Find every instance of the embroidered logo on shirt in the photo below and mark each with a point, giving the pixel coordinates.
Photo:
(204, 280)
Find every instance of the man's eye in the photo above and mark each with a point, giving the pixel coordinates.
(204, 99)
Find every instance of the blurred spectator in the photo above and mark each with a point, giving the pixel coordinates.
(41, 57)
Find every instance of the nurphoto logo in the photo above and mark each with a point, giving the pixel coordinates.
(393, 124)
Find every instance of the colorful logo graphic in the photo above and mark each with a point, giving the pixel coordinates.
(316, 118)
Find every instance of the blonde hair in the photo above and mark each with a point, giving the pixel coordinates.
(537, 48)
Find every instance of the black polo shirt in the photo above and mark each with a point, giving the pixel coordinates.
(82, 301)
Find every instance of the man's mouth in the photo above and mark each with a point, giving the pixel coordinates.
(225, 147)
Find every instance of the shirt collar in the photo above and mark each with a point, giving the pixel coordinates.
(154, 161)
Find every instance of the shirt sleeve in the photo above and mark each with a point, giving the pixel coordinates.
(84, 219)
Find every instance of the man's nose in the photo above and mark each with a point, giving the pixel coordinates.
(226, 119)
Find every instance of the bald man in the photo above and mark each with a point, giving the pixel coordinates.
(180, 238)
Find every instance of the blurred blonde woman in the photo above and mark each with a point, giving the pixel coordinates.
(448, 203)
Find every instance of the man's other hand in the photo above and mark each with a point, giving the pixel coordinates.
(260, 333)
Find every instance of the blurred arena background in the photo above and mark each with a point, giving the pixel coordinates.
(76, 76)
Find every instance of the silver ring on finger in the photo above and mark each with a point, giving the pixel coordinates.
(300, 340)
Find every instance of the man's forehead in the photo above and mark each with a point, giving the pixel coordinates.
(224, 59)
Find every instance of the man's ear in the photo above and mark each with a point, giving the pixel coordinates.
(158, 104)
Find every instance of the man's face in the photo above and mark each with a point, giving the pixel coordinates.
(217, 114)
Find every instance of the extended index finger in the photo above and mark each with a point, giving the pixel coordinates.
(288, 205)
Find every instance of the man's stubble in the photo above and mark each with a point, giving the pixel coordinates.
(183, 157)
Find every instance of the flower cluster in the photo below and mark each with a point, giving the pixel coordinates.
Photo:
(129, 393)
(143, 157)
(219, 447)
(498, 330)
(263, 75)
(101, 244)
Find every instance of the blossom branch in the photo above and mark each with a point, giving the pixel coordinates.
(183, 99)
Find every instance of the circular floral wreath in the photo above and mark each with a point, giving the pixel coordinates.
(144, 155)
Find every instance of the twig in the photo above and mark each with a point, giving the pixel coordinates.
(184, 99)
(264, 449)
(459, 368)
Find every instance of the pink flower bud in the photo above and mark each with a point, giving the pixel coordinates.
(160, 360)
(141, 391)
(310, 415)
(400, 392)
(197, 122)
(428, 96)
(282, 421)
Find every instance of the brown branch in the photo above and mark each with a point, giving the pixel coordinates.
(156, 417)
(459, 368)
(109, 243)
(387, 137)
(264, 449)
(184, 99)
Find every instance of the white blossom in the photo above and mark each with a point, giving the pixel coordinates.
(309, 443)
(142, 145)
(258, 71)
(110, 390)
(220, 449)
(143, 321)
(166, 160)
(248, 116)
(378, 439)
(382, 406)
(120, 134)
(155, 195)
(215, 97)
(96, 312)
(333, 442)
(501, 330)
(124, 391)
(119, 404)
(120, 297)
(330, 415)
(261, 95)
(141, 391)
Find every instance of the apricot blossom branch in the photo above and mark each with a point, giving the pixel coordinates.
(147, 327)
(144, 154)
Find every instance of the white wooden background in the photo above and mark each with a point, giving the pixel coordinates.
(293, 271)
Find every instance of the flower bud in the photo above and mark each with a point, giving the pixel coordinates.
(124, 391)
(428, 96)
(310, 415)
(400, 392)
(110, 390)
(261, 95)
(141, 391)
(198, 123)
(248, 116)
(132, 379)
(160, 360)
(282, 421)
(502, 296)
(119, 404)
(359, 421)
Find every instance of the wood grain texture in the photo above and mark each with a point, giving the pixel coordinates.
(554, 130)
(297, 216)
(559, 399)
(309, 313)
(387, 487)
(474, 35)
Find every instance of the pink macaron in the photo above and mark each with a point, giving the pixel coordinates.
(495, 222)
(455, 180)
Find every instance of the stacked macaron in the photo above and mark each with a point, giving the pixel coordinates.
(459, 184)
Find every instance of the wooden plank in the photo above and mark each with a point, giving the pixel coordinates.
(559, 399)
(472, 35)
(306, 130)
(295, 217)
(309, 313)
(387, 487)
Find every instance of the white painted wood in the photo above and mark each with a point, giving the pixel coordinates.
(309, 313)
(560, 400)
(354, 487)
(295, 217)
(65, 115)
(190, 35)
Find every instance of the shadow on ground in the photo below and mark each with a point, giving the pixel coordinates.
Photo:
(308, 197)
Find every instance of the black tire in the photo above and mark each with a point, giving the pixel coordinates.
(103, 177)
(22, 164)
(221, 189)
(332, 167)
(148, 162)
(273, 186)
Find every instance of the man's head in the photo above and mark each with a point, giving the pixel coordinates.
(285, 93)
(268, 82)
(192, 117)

Problem requirements
Once you have counted the lines of the records that contain the word "below", give the count and nothing else.

Expected answer
3